**DESCRIPTION OF THE TASK:** Reproduce the data starting at the line that has "target | woman walking on lawn" and continuing to the end of the data. Leave out the pictures.

— START DATA FOR PROCESSING —

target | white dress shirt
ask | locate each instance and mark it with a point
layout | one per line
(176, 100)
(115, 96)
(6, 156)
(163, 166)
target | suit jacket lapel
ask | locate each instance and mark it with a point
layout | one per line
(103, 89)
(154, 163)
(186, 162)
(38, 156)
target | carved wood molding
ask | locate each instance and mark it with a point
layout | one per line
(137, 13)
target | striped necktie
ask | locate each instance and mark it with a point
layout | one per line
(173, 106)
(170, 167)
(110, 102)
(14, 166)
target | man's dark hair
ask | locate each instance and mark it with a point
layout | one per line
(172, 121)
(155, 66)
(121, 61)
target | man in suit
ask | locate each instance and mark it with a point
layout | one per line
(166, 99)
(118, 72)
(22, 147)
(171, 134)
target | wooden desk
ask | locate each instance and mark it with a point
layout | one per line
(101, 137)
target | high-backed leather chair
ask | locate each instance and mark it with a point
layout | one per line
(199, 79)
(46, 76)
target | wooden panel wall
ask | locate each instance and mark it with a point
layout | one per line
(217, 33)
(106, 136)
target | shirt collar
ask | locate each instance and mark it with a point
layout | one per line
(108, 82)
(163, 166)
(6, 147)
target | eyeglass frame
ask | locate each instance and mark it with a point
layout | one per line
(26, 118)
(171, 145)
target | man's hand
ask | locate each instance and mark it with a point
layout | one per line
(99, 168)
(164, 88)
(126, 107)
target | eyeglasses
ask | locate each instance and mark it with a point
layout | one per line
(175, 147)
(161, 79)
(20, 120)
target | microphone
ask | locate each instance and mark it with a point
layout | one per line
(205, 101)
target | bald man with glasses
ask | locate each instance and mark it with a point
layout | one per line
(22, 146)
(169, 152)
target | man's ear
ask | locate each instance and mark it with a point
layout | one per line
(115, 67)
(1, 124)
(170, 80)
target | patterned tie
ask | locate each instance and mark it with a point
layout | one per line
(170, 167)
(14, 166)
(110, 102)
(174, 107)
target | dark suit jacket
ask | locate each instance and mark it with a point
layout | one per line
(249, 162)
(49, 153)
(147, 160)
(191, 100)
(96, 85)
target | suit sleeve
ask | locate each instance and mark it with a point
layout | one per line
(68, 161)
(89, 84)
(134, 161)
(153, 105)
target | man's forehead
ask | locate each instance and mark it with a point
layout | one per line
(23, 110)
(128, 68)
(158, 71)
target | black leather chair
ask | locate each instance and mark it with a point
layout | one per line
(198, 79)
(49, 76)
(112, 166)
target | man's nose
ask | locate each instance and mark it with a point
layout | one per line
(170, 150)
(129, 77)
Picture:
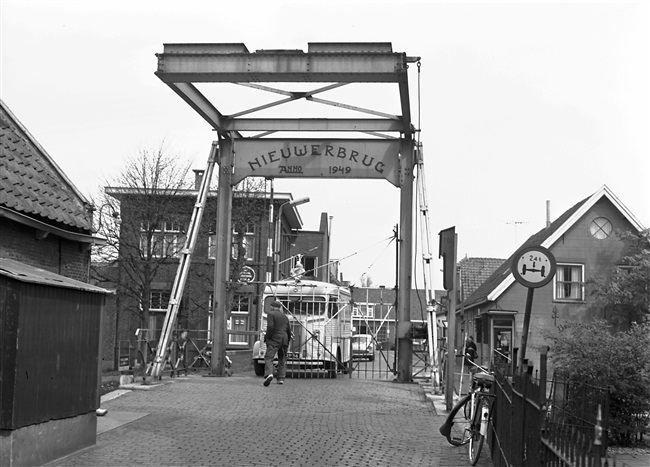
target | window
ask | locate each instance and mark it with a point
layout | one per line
(568, 283)
(166, 240)
(363, 310)
(159, 301)
(310, 263)
(600, 228)
(247, 242)
(239, 319)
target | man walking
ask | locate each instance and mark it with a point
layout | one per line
(278, 333)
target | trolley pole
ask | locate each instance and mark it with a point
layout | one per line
(222, 258)
(404, 341)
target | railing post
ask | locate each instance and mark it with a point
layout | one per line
(543, 356)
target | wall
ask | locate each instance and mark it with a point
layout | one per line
(55, 254)
(578, 246)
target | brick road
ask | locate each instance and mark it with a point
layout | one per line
(236, 421)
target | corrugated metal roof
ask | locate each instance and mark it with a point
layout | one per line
(475, 271)
(32, 184)
(25, 273)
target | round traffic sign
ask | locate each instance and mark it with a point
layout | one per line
(533, 266)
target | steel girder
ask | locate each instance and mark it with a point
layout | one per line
(180, 65)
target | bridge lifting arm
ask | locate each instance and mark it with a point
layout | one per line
(425, 235)
(184, 266)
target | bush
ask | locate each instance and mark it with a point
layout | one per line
(591, 353)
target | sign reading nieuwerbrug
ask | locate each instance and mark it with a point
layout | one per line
(317, 158)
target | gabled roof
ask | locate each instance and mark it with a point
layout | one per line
(26, 273)
(502, 278)
(475, 271)
(32, 185)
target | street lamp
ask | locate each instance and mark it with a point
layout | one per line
(277, 242)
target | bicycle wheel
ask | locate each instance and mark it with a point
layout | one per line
(476, 438)
(455, 428)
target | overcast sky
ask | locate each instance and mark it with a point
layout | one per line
(519, 103)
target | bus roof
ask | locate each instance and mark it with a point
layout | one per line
(304, 287)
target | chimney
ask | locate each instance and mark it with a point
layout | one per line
(198, 178)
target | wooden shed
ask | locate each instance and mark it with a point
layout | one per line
(50, 345)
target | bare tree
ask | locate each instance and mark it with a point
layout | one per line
(150, 229)
(366, 280)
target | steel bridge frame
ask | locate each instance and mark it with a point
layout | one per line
(181, 66)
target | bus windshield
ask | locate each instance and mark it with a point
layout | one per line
(308, 306)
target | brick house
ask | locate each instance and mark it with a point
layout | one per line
(195, 313)
(51, 318)
(585, 246)
(45, 221)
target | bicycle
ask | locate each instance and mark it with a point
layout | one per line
(467, 423)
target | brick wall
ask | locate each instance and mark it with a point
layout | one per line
(55, 254)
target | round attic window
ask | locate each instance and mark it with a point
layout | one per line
(600, 228)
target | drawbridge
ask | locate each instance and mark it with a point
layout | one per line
(305, 129)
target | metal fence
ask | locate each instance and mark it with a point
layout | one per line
(567, 428)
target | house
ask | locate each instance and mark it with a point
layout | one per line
(252, 238)
(584, 243)
(51, 318)
(45, 221)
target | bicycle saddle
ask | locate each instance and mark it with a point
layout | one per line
(484, 379)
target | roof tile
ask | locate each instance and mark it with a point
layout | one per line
(31, 183)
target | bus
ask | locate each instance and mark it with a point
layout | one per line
(320, 315)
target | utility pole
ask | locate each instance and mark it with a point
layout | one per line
(404, 341)
(222, 258)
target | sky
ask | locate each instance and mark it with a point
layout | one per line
(517, 103)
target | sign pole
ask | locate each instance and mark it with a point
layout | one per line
(524, 332)
(532, 267)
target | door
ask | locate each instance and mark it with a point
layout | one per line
(501, 341)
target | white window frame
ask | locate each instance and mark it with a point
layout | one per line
(559, 280)
(248, 242)
(171, 239)
(239, 317)
(369, 310)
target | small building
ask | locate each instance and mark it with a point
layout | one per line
(584, 242)
(51, 318)
(253, 236)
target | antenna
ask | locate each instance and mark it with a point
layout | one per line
(516, 223)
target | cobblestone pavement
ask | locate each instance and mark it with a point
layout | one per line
(236, 421)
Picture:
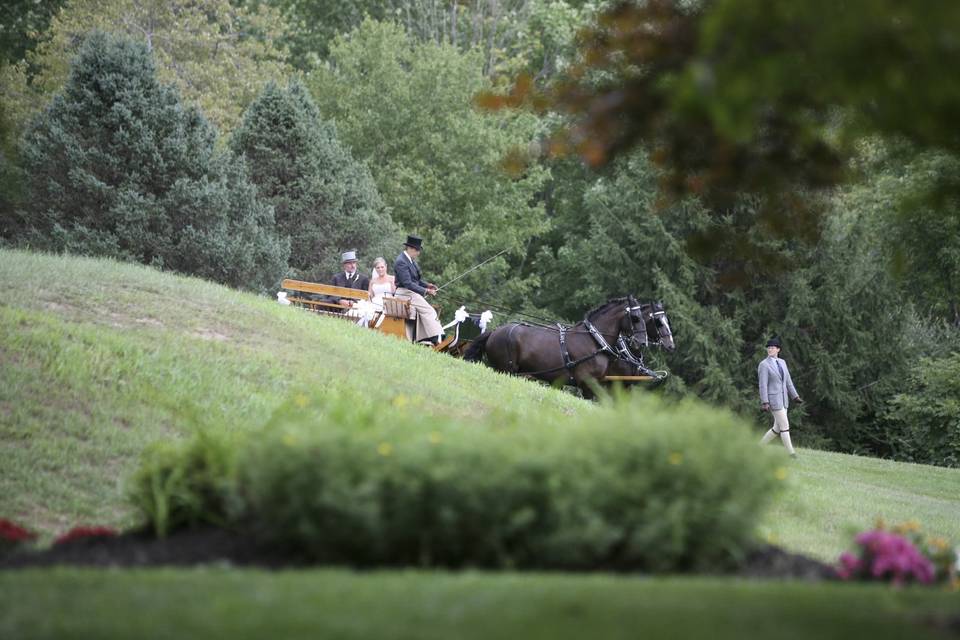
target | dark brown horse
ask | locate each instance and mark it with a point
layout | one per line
(614, 332)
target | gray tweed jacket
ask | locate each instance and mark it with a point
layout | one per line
(776, 389)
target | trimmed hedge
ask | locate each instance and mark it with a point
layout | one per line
(632, 487)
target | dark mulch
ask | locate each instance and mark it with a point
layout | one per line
(217, 546)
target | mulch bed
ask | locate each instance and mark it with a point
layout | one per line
(217, 546)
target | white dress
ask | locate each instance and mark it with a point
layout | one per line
(379, 290)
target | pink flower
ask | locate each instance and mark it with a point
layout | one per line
(886, 556)
(12, 532)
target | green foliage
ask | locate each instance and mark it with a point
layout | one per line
(323, 200)
(924, 234)
(117, 166)
(405, 109)
(610, 237)
(22, 20)
(218, 55)
(924, 418)
(509, 34)
(634, 487)
(180, 485)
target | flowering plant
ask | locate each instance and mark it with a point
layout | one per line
(901, 555)
(85, 532)
(12, 535)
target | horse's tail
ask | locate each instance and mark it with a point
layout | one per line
(477, 348)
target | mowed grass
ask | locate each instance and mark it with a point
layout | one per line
(831, 496)
(239, 604)
(98, 359)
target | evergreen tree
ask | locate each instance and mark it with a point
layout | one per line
(116, 165)
(324, 200)
(406, 109)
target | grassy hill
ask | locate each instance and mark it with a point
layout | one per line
(98, 359)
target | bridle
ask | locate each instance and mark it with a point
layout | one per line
(627, 348)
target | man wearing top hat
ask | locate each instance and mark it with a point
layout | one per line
(410, 285)
(776, 390)
(349, 277)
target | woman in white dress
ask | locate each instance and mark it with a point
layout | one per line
(381, 283)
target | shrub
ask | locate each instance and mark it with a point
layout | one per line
(184, 484)
(632, 487)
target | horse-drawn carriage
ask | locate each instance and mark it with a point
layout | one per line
(605, 346)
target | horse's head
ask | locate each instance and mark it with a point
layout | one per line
(658, 325)
(639, 324)
(648, 325)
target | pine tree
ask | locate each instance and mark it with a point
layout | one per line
(116, 165)
(324, 200)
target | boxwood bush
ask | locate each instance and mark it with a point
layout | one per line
(636, 486)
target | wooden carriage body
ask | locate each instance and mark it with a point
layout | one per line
(396, 318)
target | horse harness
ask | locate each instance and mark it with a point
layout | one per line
(622, 352)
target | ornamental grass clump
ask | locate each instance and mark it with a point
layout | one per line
(183, 484)
(633, 487)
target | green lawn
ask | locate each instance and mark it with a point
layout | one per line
(98, 359)
(232, 603)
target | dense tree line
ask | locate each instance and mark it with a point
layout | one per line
(755, 190)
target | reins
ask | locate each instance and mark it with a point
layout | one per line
(622, 352)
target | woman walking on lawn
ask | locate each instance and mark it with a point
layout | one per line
(776, 389)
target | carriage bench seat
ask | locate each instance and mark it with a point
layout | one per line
(305, 294)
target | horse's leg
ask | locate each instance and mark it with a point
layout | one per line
(502, 350)
(589, 376)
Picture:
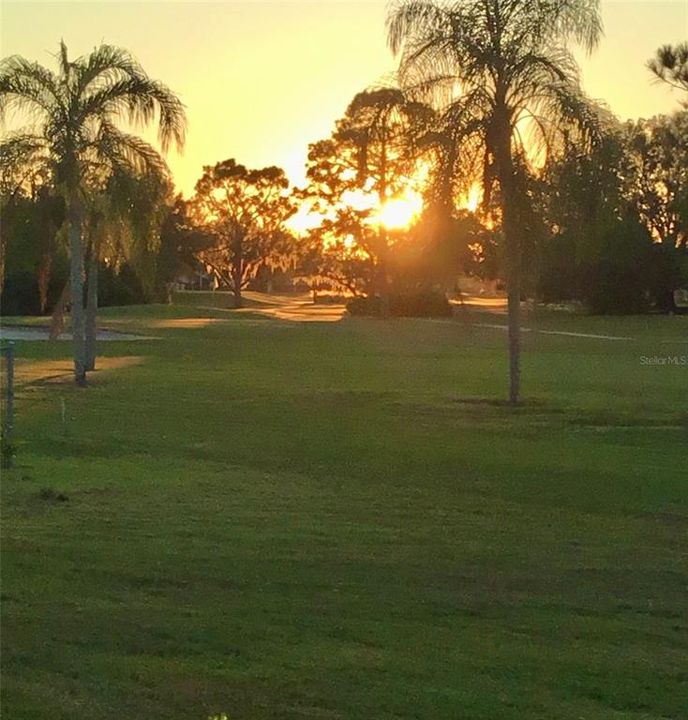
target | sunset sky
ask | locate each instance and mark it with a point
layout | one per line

— END DATA FOR PROCESSING —

**SOLUTION TO THE PROBLEM:**
target | woman walking on lawn
ask | locate each instance and mark it with a point
layout | one per line
(776, 389)
target | carriage bench seat
ask | locate each instance and mark it with a point
layout | one per line
(305, 294)
target | horse's leg
ask | locate each instance and mark it with a point
layout | one per line
(502, 350)
(589, 376)
Picture:
target | sunset sky
ask | locate each instance and mark it with a point
layout | one per line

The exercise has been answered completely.